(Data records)

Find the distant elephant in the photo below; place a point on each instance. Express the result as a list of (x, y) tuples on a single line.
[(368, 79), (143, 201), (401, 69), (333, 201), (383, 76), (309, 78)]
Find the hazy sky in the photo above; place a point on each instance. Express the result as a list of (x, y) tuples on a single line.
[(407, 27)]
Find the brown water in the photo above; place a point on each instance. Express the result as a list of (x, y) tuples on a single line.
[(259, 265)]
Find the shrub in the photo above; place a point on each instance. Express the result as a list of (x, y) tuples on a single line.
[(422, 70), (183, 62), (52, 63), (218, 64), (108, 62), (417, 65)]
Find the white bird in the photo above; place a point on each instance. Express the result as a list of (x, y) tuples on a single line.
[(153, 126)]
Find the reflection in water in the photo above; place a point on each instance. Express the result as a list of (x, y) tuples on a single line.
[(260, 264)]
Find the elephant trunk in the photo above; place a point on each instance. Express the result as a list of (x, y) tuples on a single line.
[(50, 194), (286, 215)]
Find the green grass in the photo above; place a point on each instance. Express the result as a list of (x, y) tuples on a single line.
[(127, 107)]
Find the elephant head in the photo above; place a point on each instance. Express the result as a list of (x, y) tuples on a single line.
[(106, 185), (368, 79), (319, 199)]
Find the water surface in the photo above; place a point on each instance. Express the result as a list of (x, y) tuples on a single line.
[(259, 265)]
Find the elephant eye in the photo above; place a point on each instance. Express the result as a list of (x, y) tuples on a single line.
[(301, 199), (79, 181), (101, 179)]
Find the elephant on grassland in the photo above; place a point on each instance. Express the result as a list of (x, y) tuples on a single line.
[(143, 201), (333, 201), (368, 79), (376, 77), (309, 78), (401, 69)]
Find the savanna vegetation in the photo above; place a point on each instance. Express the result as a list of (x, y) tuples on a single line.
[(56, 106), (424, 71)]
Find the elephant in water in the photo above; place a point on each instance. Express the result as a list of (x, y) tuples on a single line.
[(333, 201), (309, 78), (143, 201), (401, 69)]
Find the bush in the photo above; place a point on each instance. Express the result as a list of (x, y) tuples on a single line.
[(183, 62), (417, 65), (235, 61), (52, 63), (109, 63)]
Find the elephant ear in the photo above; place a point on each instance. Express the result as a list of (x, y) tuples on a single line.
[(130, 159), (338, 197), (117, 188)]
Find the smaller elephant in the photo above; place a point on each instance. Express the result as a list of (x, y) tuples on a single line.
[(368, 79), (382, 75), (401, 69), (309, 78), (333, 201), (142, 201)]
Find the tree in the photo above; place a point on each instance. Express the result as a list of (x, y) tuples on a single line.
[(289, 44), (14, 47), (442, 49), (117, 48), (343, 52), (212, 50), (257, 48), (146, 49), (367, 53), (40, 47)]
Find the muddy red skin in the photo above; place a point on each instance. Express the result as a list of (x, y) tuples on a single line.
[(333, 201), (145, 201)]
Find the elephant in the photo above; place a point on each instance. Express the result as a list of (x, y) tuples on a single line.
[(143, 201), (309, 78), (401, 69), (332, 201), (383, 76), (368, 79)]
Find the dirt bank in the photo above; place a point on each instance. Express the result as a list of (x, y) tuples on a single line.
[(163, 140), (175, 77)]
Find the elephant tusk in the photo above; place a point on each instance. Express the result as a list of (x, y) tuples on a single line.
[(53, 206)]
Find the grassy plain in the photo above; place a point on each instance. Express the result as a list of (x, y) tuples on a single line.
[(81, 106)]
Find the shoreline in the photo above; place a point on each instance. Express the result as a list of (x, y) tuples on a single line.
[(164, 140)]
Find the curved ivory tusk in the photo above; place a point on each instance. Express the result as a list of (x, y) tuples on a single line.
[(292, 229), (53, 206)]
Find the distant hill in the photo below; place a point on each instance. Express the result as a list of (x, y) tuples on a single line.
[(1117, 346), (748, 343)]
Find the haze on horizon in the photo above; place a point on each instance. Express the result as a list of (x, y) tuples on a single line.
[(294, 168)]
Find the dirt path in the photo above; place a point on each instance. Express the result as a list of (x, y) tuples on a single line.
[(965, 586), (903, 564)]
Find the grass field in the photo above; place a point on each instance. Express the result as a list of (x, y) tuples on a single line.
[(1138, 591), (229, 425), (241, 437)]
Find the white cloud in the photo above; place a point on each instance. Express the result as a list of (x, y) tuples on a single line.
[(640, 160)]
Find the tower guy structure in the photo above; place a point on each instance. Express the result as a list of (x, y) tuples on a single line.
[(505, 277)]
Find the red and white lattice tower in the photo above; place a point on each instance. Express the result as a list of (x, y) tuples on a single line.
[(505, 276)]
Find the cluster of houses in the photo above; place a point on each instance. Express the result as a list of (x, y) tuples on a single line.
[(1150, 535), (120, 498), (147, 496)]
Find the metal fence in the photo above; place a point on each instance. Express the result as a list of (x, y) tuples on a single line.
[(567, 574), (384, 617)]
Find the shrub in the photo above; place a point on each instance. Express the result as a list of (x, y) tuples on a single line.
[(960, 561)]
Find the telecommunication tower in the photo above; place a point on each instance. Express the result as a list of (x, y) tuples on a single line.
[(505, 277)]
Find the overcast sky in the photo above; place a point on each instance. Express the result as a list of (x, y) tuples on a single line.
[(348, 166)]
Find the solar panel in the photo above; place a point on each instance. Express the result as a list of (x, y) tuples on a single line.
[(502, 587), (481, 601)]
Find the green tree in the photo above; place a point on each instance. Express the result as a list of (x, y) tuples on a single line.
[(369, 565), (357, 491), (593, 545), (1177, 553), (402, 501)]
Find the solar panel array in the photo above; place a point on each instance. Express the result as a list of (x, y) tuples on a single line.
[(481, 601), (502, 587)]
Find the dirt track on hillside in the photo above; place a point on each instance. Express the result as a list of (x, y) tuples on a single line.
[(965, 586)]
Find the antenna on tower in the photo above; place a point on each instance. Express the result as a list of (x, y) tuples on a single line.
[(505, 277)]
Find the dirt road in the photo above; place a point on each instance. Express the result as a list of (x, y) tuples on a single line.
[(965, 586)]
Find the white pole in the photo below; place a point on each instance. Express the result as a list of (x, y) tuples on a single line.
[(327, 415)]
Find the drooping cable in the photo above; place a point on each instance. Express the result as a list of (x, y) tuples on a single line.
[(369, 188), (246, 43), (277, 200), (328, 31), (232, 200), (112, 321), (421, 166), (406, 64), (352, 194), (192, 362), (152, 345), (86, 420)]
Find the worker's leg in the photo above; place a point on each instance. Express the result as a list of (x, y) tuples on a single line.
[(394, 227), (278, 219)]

YOUR INSTRUCTIONS:
Starting at the line containing "Find the haze" and ending at the line containing "[(965, 586), (903, 564)]", give those lines of the listing as a JSON list of strings, one string per line, leaving out any blank lines.

SOLUTION FOR THIS PROBLEM:
[
  "Find the haze on horizon in the photo above; place a point on each instance. Express the result as a list of (x, y) tuples on a single line.",
  "[(294, 168)]",
  "Find the dirt path in the photo above; place a point on each instance. Express the result as a list of (x, y) tuples on a single line.",
  "[(965, 586), (903, 564)]"
]